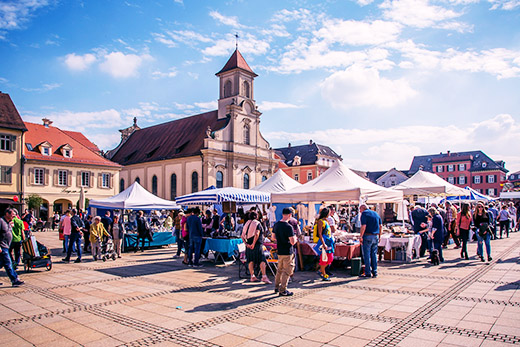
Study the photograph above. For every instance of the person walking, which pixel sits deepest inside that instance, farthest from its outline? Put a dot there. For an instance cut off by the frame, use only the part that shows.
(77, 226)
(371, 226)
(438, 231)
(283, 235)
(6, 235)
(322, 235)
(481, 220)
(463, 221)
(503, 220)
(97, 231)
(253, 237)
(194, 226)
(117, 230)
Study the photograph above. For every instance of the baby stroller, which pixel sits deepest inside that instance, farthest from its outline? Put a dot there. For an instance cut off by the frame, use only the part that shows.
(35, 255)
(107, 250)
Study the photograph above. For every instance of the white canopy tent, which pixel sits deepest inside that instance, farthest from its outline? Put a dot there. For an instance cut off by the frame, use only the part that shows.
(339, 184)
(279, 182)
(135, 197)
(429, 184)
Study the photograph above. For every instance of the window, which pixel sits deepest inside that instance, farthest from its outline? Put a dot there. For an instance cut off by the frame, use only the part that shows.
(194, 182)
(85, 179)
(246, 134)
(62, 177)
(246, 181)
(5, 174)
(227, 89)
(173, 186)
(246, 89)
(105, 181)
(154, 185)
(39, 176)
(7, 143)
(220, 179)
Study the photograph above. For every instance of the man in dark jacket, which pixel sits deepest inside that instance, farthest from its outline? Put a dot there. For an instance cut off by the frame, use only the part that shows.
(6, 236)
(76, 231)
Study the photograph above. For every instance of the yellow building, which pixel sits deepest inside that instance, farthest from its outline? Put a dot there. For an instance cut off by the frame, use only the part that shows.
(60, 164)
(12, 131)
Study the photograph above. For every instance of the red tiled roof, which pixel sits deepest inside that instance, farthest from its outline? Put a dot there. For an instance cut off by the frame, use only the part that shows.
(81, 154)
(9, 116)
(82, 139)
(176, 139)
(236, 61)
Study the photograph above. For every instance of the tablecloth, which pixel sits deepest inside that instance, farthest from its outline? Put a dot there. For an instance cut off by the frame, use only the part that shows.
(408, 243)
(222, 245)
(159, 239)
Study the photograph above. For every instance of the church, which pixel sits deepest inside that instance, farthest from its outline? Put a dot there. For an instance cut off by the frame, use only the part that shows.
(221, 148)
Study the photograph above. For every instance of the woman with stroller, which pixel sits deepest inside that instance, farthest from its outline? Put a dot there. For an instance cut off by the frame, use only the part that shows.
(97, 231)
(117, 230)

══════════

The data is to be printed again exactly, but without its pictures.

▶ Response area:
Study the photograph above. For every instance of the person walking, which pixel sits deepest inside that instance, farthest from its outline? Put a dot there. For an instance cut off by the frame, use only the part that shows.
(77, 226)
(371, 226)
(438, 231)
(283, 235)
(6, 235)
(322, 235)
(481, 220)
(463, 221)
(503, 220)
(97, 231)
(253, 237)
(194, 226)
(117, 230)
Study the photograph above. For every instance of the baby stroller, which pixel sits deepest inside that instance, farthest from its outline? Put a dot there. For an instance cut off by the frame, use only the part that shows.
(35, 255)
(107, 250)
Study the photograph above. For every instance of the white canopy tent, which pixel sits deepest inside that instance, farthest from its outline? Put a dot there. For an instance cut off by the frame, use only the part that shows.
(339, 184)
(279, 182)
(135, 197)
(429, 184)
Study the photograph above. For every instance of the window, which pixel sits deepest inside that instance, farthest from its outline? Put a dot there. For an instance cut off by the frame, use only the part that shows.
(194, 182)
(85, 179)
(246, 134)
(62, 177)
(246, 181)
(5, 174)
(227, 89)
(173, 186)
(246, 89)
(105, 181)
(154, 185)
(39, 176)
(7, 143)
(220, 179)
Study the photograph above. For every instance of the man in dark jacket, which pixel sits deepest inside that instance, farthest from its outline? Put a dot there. For an instance cut off by the frame, use only the part that shows.
(6, 236)
(76, 231)
Study the photograph above. For every instance of the yellow building, which pixel sits deepest inside that instance, farthest from its outline? Put a dot there. For an instance cut off by the frame, use only the part that shows.
(60, 164)
(12, 131)
Study the photograph above. For every instance of the red tiled roof, which pixel sits deepest inside that instance, farthest from its outline? Put a dot there. For an instance cut off by the frame, use only the part that shows.
(81, 154)
(9, 116)
(82, 139)
(176, 139)
(236, 61)
Study the photograph above. For every instance of the tablecloth, which pixel sits deepest inside that instance, farthest from its outline? Put a dot there. For an instance cut off by the frame, use only the part that shows.
(408, 243)
(222, 245)
(159, 239)
Study the photograph above. For every instance of the church, which pixel sits deepest inside that instance, farthest from its outline? Put a dot there. For an instance cut off by the frame, use only the part that shows.
(221, 148)
Study the photograph above. For every instance of the woman with stroller, which pixel sits deepest inside that instance, farthest from its outline? Put a dot there. For an instance cut off by the frame, use only the part that shows.
(97, 231)
(117, 230)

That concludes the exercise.